In the text about Chasin' Crazy and childhood cancer, turn the paragraph starting "Families, caregivers, charities" into a short bulleted list that keeps its main facts.

## EXERCISE PASSAGE
++++++

Chasin' Crazy Raises Awareness for Childhood Cancer
Chasin' Crazy visited the Vanderbilt Children's Hospital in Nashville this morning to entertain and visit with those who are fighting Childhood Cancer on the frontlines.
The band performed for staff, families and patients, and was simulcast via CCTV to patient rooms and other areas of the hospital.
"This has been an amazing experience for us, and this relationship with Vanderbilt Children's
Hospital is one that we want to grow and continue. We’ll be back!" said Jimmy-James Hunter.
In honor of Childhood Cancer Awareness Month, the band is adding gold ribbons (the official symbol of Childhood Cancer Awareness) to the bands official online properties, and is asking their fans to support the movement and do the same.
The objective of Childhood Cancer Awareness Month is to put a spotlight on the types of cancer that largely affect children, survivorship issues, and - importantly - to help raise funds for research and family support. Supporters are encouraged to donate by clicking this
About Childhood Cancer Awareness Month
Families, caregivers, charities and research groups across the United States observe September as Childhood Cancer Awareness Month. In the U.S., 15,780 children under the age of 21 are diagnosed with cancer every year; approximately 1/4 of them will not survive the disease. A diagnosis turns the lives of the entire family upside down. The objective of Childhood Cancer Awareness Month is to put a spotlight on the types of cancer that largely affect children, survivorship issues, and - importantly - to help raise funds for research and family support.
Some notes about childhood cancer:
A classroom full of kids is diagnosed in the US every day.
1 in every 4 elementary schools has a student with cancer and the average high school has 2.
Only 3.8% of all cancer research funding is for pediatric cancer.
In the past 20 years, invasive pediatric cancer is up 29% and in those 20 years the FDA has initially approved only one drug for any childhood cancer.

++++++

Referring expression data
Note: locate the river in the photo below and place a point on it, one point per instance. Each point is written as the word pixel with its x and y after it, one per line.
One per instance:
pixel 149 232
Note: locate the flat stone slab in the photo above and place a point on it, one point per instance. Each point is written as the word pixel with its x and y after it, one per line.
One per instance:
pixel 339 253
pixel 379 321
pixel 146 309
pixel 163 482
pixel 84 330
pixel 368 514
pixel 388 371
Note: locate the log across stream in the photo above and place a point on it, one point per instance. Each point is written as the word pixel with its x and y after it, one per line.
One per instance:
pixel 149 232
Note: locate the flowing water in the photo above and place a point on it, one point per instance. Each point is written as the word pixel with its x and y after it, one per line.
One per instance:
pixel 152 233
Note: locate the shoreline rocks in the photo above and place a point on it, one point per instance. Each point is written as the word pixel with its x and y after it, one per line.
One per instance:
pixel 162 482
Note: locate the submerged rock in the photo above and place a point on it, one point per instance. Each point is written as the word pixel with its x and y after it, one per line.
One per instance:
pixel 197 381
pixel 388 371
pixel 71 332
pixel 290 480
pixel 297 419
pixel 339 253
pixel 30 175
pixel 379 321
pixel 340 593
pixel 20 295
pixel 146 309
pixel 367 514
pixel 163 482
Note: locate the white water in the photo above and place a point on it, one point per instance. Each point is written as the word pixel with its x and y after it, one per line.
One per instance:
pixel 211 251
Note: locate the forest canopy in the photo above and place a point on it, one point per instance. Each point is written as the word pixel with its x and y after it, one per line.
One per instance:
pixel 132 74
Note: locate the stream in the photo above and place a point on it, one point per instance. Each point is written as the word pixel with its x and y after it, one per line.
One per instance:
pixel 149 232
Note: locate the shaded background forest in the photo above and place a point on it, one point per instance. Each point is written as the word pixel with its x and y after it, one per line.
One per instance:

++++++

## EXERCISE RESULT
- Families, caregivers, charities and research groups across the U.S. observe September as Childhood Cancer Awareness Month.
- Every year in the U.S., 15,780 children under 21 are diagnosed with cancer, and about 1/4 of them will not survive.
- A diagnosis turns the whole family's life upside down.
- The month aims to spotlight cancers that largely affect children and survivorship issues, and to raise funds for research and family support.